→ WHAT IS EXPECTED
How many lines in the records below contain the word "blue"? Give only the number.

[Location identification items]
########################################

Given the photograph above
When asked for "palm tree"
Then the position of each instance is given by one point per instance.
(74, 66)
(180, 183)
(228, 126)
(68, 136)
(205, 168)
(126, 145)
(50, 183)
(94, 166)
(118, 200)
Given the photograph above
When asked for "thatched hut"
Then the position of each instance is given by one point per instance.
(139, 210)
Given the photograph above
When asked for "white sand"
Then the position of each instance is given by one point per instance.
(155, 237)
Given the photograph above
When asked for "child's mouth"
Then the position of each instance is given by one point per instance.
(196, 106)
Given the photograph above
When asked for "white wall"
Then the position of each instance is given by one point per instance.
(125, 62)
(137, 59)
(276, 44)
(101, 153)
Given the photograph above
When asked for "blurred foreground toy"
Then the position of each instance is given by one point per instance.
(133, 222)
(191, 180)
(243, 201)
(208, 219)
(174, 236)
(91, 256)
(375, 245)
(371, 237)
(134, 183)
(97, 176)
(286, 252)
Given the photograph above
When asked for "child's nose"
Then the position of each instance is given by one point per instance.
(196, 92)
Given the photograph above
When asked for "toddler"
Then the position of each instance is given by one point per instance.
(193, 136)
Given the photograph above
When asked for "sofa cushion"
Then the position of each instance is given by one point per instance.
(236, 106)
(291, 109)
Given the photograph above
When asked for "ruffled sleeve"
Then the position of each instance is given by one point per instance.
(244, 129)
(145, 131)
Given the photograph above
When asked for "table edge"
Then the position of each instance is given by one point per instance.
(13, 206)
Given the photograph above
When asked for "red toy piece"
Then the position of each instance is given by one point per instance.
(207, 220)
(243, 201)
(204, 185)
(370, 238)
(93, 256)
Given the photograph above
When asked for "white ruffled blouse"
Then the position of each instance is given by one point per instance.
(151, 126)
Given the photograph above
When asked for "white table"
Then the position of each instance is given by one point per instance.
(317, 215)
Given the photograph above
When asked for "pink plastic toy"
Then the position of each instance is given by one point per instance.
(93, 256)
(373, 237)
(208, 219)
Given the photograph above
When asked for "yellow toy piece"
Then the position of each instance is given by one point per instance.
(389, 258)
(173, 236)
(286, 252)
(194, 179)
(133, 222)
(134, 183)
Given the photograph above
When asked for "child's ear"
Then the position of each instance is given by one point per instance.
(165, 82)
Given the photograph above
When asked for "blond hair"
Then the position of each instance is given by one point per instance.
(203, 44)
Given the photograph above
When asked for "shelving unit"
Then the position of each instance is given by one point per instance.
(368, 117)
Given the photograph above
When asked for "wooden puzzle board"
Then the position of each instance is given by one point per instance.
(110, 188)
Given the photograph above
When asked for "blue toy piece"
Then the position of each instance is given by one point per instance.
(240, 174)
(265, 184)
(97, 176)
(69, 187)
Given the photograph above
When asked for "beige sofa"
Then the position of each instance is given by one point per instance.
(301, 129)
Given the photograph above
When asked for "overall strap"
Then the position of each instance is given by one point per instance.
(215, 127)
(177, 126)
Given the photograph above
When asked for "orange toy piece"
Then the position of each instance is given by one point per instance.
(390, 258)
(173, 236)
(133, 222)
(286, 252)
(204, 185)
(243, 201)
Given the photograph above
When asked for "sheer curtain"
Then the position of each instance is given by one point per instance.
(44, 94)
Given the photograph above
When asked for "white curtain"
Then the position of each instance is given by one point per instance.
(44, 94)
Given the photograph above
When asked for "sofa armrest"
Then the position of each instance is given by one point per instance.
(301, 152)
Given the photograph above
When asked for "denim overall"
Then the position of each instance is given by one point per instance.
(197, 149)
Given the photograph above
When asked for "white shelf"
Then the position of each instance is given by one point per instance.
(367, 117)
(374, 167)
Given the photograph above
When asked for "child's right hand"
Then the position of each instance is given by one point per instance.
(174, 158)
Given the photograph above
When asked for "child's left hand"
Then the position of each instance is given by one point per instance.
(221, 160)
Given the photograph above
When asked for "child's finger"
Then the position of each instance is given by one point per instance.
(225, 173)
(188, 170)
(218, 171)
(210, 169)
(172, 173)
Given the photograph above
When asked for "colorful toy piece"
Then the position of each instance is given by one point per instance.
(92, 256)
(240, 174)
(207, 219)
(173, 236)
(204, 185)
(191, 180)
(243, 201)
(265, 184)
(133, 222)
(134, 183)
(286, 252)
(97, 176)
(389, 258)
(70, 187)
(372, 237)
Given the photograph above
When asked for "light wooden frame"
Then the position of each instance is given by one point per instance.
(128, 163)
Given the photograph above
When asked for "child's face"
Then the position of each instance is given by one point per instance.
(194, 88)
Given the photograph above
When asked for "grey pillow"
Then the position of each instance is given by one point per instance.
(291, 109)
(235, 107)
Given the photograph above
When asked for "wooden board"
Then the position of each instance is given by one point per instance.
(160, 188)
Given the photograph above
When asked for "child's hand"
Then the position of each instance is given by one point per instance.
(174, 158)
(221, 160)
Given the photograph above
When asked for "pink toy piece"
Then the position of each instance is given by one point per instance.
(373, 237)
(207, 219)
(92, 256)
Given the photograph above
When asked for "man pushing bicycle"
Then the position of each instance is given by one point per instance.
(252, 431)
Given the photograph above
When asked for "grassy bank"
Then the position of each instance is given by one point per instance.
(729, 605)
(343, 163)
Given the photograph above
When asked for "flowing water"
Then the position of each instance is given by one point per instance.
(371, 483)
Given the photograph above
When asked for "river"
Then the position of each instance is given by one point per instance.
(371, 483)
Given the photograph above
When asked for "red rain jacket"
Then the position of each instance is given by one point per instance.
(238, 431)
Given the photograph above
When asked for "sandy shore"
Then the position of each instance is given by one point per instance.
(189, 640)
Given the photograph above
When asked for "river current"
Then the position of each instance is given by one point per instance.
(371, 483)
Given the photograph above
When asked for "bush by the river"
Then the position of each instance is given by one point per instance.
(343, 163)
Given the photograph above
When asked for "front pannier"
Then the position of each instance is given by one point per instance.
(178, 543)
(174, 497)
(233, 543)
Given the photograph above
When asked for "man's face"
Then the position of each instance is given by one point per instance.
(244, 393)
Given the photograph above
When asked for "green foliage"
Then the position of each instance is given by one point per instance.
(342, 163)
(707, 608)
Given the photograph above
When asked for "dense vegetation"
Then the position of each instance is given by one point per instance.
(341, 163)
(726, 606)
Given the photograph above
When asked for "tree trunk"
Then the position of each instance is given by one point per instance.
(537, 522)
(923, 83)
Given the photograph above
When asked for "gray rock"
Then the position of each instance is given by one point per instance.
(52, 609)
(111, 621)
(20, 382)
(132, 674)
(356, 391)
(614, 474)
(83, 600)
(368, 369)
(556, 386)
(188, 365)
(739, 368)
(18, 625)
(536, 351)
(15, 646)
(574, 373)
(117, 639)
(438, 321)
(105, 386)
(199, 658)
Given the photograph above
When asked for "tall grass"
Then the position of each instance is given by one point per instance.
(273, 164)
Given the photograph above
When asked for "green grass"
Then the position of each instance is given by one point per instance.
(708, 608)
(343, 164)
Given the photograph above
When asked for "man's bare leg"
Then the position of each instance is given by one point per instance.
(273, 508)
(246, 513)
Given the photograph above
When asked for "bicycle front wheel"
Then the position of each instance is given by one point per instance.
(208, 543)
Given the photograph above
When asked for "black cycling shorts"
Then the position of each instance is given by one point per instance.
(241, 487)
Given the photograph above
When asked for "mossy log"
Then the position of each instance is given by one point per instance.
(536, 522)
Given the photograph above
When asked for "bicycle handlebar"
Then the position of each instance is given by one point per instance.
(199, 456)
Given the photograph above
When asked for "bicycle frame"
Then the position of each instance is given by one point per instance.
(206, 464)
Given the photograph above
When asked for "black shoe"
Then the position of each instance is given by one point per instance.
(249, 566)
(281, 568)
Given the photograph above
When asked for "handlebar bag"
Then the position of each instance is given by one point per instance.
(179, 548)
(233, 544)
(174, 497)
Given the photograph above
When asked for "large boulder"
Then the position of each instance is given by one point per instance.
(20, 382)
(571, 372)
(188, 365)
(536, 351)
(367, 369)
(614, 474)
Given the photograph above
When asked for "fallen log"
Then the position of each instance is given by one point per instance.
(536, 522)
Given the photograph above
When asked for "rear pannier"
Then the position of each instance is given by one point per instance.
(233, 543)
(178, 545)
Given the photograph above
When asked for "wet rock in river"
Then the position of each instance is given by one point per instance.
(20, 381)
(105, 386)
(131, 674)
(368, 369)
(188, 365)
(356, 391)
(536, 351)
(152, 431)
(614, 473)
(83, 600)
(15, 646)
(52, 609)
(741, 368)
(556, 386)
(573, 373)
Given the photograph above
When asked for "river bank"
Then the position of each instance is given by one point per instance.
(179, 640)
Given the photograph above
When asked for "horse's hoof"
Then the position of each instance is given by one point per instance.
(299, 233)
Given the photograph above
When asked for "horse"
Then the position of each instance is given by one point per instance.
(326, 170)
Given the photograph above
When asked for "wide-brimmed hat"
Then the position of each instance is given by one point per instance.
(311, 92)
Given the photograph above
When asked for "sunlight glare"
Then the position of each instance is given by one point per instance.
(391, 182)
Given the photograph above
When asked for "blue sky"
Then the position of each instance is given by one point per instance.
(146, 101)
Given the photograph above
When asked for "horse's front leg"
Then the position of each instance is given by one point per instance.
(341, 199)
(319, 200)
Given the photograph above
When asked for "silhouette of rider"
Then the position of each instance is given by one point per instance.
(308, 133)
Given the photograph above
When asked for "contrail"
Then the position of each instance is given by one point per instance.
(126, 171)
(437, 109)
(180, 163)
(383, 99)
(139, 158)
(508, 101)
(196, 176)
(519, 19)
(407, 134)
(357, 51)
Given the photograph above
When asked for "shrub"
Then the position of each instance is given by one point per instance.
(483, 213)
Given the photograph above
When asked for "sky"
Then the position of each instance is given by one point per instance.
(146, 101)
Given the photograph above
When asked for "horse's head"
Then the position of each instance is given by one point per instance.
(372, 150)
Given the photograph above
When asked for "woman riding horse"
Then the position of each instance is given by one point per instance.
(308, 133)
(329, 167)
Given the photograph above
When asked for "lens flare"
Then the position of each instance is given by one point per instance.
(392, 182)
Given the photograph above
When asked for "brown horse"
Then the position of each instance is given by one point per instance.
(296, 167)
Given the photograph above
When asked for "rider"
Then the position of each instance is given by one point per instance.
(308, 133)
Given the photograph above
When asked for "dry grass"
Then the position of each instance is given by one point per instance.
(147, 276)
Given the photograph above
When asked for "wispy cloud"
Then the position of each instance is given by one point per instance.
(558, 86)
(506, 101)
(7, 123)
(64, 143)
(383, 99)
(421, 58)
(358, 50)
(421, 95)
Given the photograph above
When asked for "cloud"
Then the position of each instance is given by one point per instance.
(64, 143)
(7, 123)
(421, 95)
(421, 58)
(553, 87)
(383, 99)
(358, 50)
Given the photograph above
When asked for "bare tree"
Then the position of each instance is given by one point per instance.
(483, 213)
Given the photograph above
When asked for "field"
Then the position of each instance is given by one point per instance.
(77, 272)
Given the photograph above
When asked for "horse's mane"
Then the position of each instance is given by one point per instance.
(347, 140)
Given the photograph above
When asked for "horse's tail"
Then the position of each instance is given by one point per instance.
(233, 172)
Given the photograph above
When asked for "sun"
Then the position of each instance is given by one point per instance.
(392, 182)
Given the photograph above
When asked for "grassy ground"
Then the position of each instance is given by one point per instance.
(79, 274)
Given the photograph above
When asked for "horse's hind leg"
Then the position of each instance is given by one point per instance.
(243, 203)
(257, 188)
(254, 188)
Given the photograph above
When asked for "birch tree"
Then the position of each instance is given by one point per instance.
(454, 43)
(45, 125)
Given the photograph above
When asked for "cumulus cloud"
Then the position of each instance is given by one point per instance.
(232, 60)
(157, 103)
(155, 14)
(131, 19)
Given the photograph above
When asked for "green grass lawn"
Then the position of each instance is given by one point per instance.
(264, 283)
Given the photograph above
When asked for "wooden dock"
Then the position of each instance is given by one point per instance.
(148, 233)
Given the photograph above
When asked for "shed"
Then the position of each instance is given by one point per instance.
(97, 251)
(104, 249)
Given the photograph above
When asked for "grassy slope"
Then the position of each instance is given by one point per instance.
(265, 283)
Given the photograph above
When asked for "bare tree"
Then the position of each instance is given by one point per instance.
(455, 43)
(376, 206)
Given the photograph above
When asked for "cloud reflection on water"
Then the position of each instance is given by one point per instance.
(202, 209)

########################################

→ EXERCISE RESPONSE
2